** Excerpt to read **
══════════════════════════════

I know it's not my turn to post because I already posted just a week or two ago but I just wanted to share this one experience Renna and I had just tonight. I think it'll remind us once again why Diakanos exists.
Well, before we left for Center City, (as you guys can recall) we first prayed for the night. When Katherine led us to pray for anyone in particular that we might meet again at the park, I recalled David whom I met only once before. David is actually not homeless but he always hangs around at Love Park. While I just found out tonight that it's because he extremely hates the people in his house, what concerned me most was that he was in active rebellion against God. During that one time I met him, he told me that there was no changing him, that regardless of whether God existed and loved David, there was nothing that David wanted to or could do but to continue living until death, and move on into eternity in Hell. So I prayed for David's soul that he might be saved from otherwise certain Hell that he himself seemed to know about all too well.
In that moment of prayer, I first admitted to how I really do not have an ounce of control over saving his fate, his soul, and bringing about miraculous salvation; as a college student I have no social work training for any practical counseling as well. I simply prayed that in my powerless nature God would manifest Himself and do something Himself, because He was and is the only one who can. I think that attitude and prayer were the critical steps to God's using me as a vessel to open up more of David's heart tonight.
I didn't see David when I got there and ended up talking with Crystal to Franklin, a recent homeless. A little while in, though, I was surprised to see Katherine call me over and tell me that David wanted to see me. I walked across the park to find him talking with Renna while he stood waiting for me. I was at first very surprised to hear him ask if I was "alright." I only met him once before, and that encounter wasn't very effective in terms of ministry on my part. But he had a look of genuine interest and friendship in his eyes. Next, he talked about his problems that deserve a whole different blog post in of itself but after that he told me how he feels his heart slowly changing every time he sees me, us, Diakanos, ministering to him at the park. I praised God for answering a part of my prayer just earlier when I heard that inch closer to God but in addition to that, it was that moment that really hit the spot for me. I realized once again just why we Diakanos exists.

══════════════════════════════

** Supplied records **

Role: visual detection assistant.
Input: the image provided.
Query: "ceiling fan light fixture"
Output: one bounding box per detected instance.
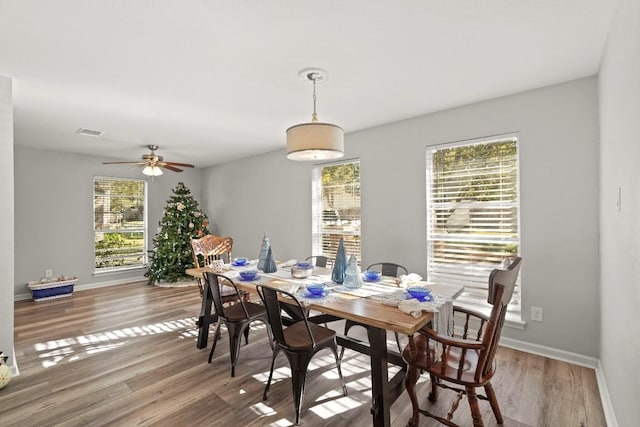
[287,69,344,161]
[142,165,162,176]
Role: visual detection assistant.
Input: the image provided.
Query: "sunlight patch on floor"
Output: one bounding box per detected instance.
[249,402,277,415]
[309,392,368,420]
[33,317,198,368]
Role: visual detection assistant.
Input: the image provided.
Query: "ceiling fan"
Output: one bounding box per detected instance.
[102,145,194,176]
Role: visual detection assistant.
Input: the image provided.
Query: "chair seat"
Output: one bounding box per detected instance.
[224,302,265,322]
[220,285,236,297]
[284,321,336,351]
[403,335,493,384]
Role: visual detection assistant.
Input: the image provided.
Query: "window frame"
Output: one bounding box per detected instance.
[92,175,149,276]
[425,132,524,328]
[311,158,362,265]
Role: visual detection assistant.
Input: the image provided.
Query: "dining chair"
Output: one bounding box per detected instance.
[402,257,522,427]
[366,262,409,277]
[305,255,332,267]
[256,285,347,425]
[340,262,409,360]
[204,272,271,377]
[191,234,233,294]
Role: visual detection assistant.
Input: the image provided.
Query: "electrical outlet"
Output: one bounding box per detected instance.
[531,307,542,322]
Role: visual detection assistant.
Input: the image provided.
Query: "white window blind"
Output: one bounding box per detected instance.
[427,135,520,313]
[312,161,361,263]
[93,177,147,272]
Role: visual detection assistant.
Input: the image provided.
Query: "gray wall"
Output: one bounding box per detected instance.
[0,76,17,369]
[12,147,201,298]
[203,77,600,357]
[599,0,640,426]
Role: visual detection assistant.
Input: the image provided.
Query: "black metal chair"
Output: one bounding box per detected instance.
[256,285,347,425]
[305,255,332,267]
[203,272,271,377]
[340,262,409,360]
[367,262,409,277]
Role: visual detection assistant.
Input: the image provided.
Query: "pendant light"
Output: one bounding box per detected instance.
[142,165,162,176]
[287,69,344,161]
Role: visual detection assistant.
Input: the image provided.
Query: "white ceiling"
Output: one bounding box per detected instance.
[0,0,616,167]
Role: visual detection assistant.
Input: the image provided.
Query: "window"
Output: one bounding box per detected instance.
[93,177,147,272]
[427,135,520,320]
[312,161,361,263]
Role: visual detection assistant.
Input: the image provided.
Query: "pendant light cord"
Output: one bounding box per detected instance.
[311,73,318,123]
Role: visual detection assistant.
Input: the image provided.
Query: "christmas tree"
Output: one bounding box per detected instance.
[145,182,209,282]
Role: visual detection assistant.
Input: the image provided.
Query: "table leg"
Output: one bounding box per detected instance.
[367,326,392,427]
[197,280,218,348]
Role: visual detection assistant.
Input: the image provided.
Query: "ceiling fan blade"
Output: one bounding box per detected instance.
[159,163,182,172]
[102,162,139,165]
[163,162,195,168]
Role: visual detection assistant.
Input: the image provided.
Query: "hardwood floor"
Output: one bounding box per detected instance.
[0,283,605,427]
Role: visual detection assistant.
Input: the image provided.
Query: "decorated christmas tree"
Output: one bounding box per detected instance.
[145,182,209,282]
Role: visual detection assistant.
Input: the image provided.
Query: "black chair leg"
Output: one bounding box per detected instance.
[287,353,313,425]
[331,344,347,396]
[209,319,222,363]
[244,325,250,345]
[339,320,359,360]
[262,347,280,400]
[394,332,402,353]
[227,322,249,377]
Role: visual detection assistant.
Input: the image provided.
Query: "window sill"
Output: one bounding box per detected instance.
[93,265,147,277]
[454,302,527,330]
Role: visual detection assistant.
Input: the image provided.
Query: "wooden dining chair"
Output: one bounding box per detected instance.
[402,257,522,427]
[204,272,271,377]
[256,285,347,425]
[340,262,409,360]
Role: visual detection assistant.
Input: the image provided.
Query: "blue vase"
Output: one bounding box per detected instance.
[331,237,347,284]
[262,246,278,273]
[343,255,362,289]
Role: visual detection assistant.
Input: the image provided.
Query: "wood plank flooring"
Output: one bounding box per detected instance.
[0,283,605,427]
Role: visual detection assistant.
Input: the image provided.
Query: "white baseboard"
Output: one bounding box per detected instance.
[500,336,598,369]
[596,360,618,427]
[13,275,149,301]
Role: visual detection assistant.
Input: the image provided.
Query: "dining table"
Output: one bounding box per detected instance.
[186,265,464,427]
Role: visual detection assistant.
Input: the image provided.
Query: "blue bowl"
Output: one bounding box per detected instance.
[407,286,431,300]
[363,270,382,282]
[240,270,258,280]
[306,282,327,296]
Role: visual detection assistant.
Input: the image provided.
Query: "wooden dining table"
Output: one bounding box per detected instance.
[186,267,464,427]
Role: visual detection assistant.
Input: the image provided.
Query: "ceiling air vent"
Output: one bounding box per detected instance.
[76,128,104,136]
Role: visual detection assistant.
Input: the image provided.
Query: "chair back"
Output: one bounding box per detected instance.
[305,255,329,267]
[256,285,316,349]
[204,271,249,319]
[476,257,522,378]
[191,234,233,268]
[367,262,409,277]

══════════════════════════════

** Brief A **
Please copy the park ministry post between "Well, before we" and "all too well.", inclusive, changing "Center City" to "downtown".
** Brief B **
Write the next part of the park ministry post, starting after its last sentence.

** Written answer A **
Well, before we left for downtown, (as you guys can recall) we first prayed for the night. When Katherine led us to pray for anyone in particular that we might meet again at the park, I recalled David whom I met only once before. David is actually not homeless but he always hangs around at Love Park. While I just found out tonight that it's because he extremely hates the people in his house, what concerned me most was that he was in active rebellion against God. During that one time I met him, he told me that there was no changing him, that regardless of whether God existed and loved David, there was nothing that David wanted to or could do but to continue living until death, and move on into eternity in Hell. So I prayed for David's soul that he might be saved from otherwise certain Hell that he himself seemed to know about all too well.

** Written answer B **
Although we can't necessarily take them out of homelessness, and although our bagged lunches are more of snacks to their daily diet of other free food and soup kitchen food, we bring something greater to them. We bring them the saving and life-changing Love of Jesus Christ that no amount of money and therapy can bring about. I was experientially and all too vividly reminded of that fact when once again I saw plain evidence of God's Love slowly but steadily and gradually changing hearts, and in particular, David's rebellious heart. Moreover, I saw that all the more personally when David told me how ministers like Diakanos, including me, kept him going. I thanked God for using me then to minister to David, through me.
Although not all homeless people will be thankful or changed by Diakanos' works through God's power, it is a fact that some have, are, and will continue to be brought from death into life. This is why we exist, to be not only children communing and growing in personal relationship with God, but also to use our growth primarily for the purpose of being the Jesus for this World, that Jesus Christ Himself was for it as well. This is why we exist, to exist not only for personal growth and betterment of just ourselves and our cliques at Church, but also for the salvation of this World that matters just as much, if not more, to God as does one part of His body.
I just want to encourage you all that God is using us to save lives, and that such miracles are happening despite our weaknesses. And I just want to praise you all by saying that such miracles are happening through our weaknesses because we have opened up our hearts as living sacrifices for God.
But as sinners, we still hold onto idols and there is still a lot of baggage, blockage, and walls that prevent God from doing more through us. Let us pray for our own hearts that we would be willing to sacrifice our desire for physical comfort, security, and other aspirations for what rots and inevitably disappears, that we would be in complete surrender and union with God's Will. Only then can we cease to question whether God is really working sometimes. Only then can we be in a spiritual position to finally begin to constantly experience (without previously necessary revivals) the unfailing ceaseless works and the Glory of God in this World.